§ **Objectif à atteindre**: Extrayez mot pour mot, de l'article sur la vente de la régie publicitaire de France Télévisions, le passage qui va de « Problème parce que Publicis » à « certain Sarkozy Nicolas. ».

==== Extrait du document

Lisez l'article d'Isabelle Roberts et Raphaël Garrigos paru dans Libération du 30/03/2010 intitulé: "Stéphane Courbit : le hic éthique fait tiquer"
« Il y a un problème déontologique. » Il lui aura fallu le temps, mais ça y est : Frédéric Mitterrand a mis le doigt dessus. Engagée depuis le 3 février, la vente de la régie publicitaire de France Télévisions à Stéphane Courbit, lui-même pourvoyeur de programmes pour la télé publique, pose un « problème déontologique ». C’est ce qu’a déclaré lundi à l’Association des journalistes médias le ministre de la Culture et de la Communication, qui a précisé : « Il va falloir qu’ils changent le périmètre de leur activité économique. Ils ne peuvent pas être juge et partie. » « Ils » ? Comprendre l’alliance formée par Publicis et Stéphane Courbit pour le rachat de 70% de la régie publicitaire de France Télévisions.
Problème parce que Publicis se retrouverait ainsi vendeur d’espaces publicitaires, acheteur d’espaces publicitaires et conseil en achat d’espaces publicitaires… Problème parce que Courbit, qui produit N’oubliez pas les paroles sur France 2, coifferait aussi la casquette de celui qui va vendre de la pub pendant le même jeu de Nagui… Sans compter l’autre problème déontologique de taille, celui que Mitterrand n’a pas évoqué : Alain Minc, muse de Nicolas Sarkozy pour la suppression de la pub, est actionnaire de la société de Stéphane Courbit, lui-même proche d’un certain Sarkozy Nicolas.
Dans l’entourage de Patrick de Carolis, on se satisfait d’avoir trouvé un tel allié au gouvernement. Car, depuis l’ouverture des négociations exclusives avec Courbit, ça ferraillait sec en coulisses. Deux groupes de travail ont été formés pour mettre au point des verrous entre les deux activités du producteur et futur patron de la régie Stéphane Courbit. Et ils viennent de rendre leurs conclusions, ainsi que l’indiquait dimanche Mediapart. « Il n’y avait pas de verrous juridiques possibles, explique à Libération le membre d’un groupe, il fallait donc se déplacer sur le terrain de l’éthique ; or, sur le plan déontologique, on ne peut être à la fois producteur à France Télévisions et opérateur de la régie. Nous allons donc demander à Stéphane Courbit de choisir. » Ou il s’assoit sur la régie, ou il s’assoit sur ses activités de producteur…
« No comment », disait-on hier chez Courbit. Mais sa réponse est déjà connue. Car la question lui a été posée par l’un des groupes de travail. « C’était assez violent, raconte un témoin, Courbit a répondu qu’il n’y avait pas de conflit d’intérêt et que c’était vexatoire de mettre ainsi en cause sa loyauté. »

========
==== Données fournies

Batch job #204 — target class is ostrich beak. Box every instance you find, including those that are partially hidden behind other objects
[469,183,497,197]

========

§ **Solution rédigée**:
Problème parce que Publicis se retrouverait ainsi vendeur d’espaces publicitaires, acheteur d’espaces publicitaires et conseil en achat d’espaces publicitaires… Problème parce que Courbit, qui produit N’oubliez pas les paroles sur France 2, coifferait aussi la casquette de celui qui va vendre de la pub pendant le même jeu de Nagui… Sans compter l’autre problème déontologique de taille, celui que Mitterrand n’a pas évoqué : Alain Minc, muse de Nicolas Sarkozy pour la suppression de la pub, est actionnaire de la société de Stéphane Courbit, lui-même proche d’un certain Sarkozy Nicolas.